**JOB:**
Convert the data below into a Markdown table with two columns, Row and Line. Put one line in each row with its number, and leave out blank lines.

::: LISTED ENTRIES :::

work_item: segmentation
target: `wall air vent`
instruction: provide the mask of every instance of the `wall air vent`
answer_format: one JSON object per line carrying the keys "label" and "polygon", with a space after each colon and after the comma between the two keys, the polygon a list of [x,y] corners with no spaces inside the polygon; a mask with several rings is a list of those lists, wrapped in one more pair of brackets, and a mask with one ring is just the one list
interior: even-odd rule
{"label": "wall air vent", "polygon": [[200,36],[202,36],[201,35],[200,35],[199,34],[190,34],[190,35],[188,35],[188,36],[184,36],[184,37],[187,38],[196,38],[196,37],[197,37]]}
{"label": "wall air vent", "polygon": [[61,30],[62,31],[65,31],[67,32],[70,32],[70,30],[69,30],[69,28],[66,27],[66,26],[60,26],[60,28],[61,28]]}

:::

**TASK RESULT:**
| Row | Line |
|---|---|
| 1 | work_item: segmentation |
| 2 | target: `wall air vent` |
| 3 | instruction: provide the mask of every instance of the `wall air vent` |
| 4 | answer_format: one JSON object per line carrying the keys "label" and "polygon", with a space after each colon and after the comma between the two keys, the polygon a list of [x,y] corners with no spaces inside the polygon; a mask with several rings is a list of those lists, wrapped in one more pair of brackets, and a mask with one ring is just the one list |
| 5 | interior: even-odd rule |
| 6 | {"label": "wall air vent", "polygon": [[200,36],[202,36],[201,35],[200,35],[199,34],[190,34],[190,35],[188,35],[188,36],[184,36],[184,37],[187,38],[196,38],[196,37],[197,37]]} |
| 7 | {"label": "wall air vent", "polygon": [[61,30],[62,31],[65,31],[67,32],[70,32],[70,30],[69,30],[69,28],[66,27],[66,26],[60,26],[60,28],[61,28]]} |